TEXT PASSAGE:
■ ■ ■
Websites operated by each of these different types of organizations were included in the Cline Center’s monitoring system. But in selecting among the various websites that were available, we tried to select websites that met additional criteria. First, we looked for English language sites with RSS (Really Simple Syndication) feeds that had no subscription fee. In order to enhance our geographic coverage, however, we ultimately included some non-English language websites as well as some without RSS feeds. Second, while we included many websites with a global orientation, we also actively searched for news websites that focused on specific geographic regions. Indeed, one of our goals was to include at least one news feed for each of the countries in our study. While we failed to achieve this goal we have very inclusive regional coverage: we have news feeds based in 128 countries with 95% of the world’s population. Third, in addition to seeking news websites with a general coverage, we also searched for websites with specialized content that was relevant to the project (business and economics, environment, health, human rights, terrorism, etc.). We uncovered dozens of specialized news feeds with global coverage.
The scheme we used to construct our website monitoring system provides for an exceptionally extensive coverage of contemporary news events. It also provides a high degree of redundancy. This redundancy, while causing some logistical problems, means that it is unlikely that many relevant and consequential events in the period beginning with February 2006 will evade our monitoring system. Moreover, it is very likely that many events will be covered by a number of websites, some providing identical coverage, others providing very different coverage.
The Event Analysis Classification Scheme
At the heart of the event analysis is the classification scheme used to organize reports about events. This scheme is essential to collecting the information that can provide insights into the developmental roles of institutions. The huge archive of news reports assembled here would be overwhelming without a clear sense of the type of events that are relevant and useful to the SID project. The failure to develop a well-conceived classification scheme would also entail significant opportunity costs. If relevant reports are missed in the first “pass” through the news archives, they can only be retrieved through subsequent passes …#39;an extremely expensive and time consuming process when dealing with tens of millions of reports. If sloppy classification procedures generate large numbers of irrelevant reports, valuable resources will be consumed in manually screening them.
■ ■ ■
PROVIDED DATA:
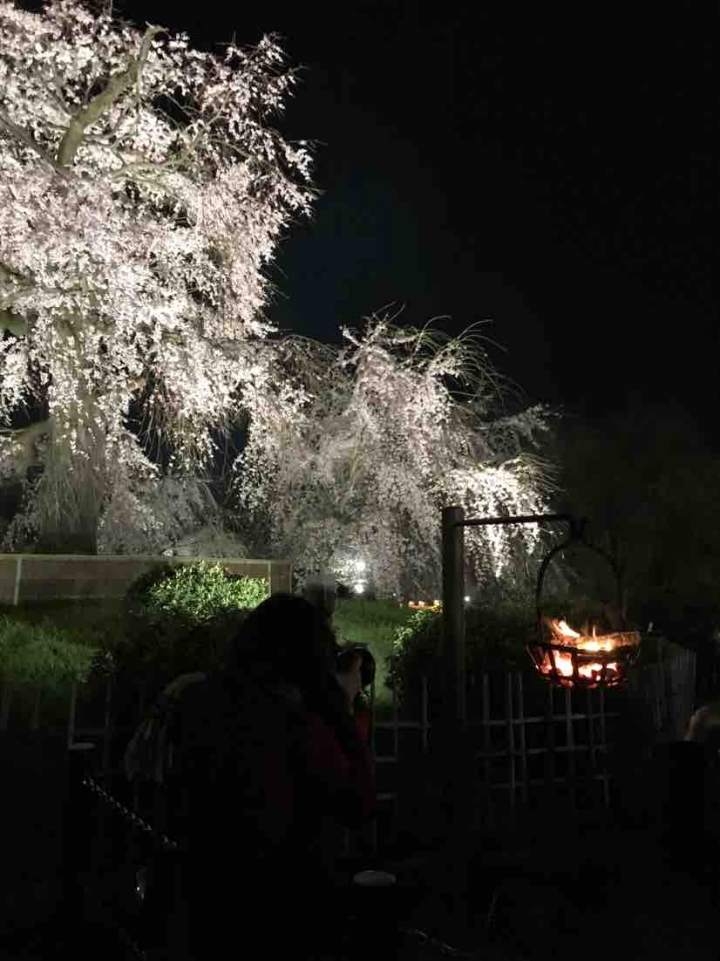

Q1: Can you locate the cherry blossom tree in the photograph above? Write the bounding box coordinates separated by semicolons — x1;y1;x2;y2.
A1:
■ ■ ■
REQUIREMENTS:
1. Reproduce the stretch of the news-monitoring passage from "The scheme we" through "very different coverage.".
2. According to the news-monitoring passage, in how many countries are the news feeds based?

TASK SOLUTIONS:
1.
The scheme we used to construct our website monitoring system provides for an exceptionally extensive coverage of contemporary news events. It also provides a high degree of redundancy. This redundancy, while causing some logistical problems, means that it is unlikely that many relevant and consequential events in the period beginning with February 2006 will evade our monitoring system. Moreover, it is very likely that many events will be covered by a number of websites, some providing identical coverage, others providing very different coverage.

2. 128 countries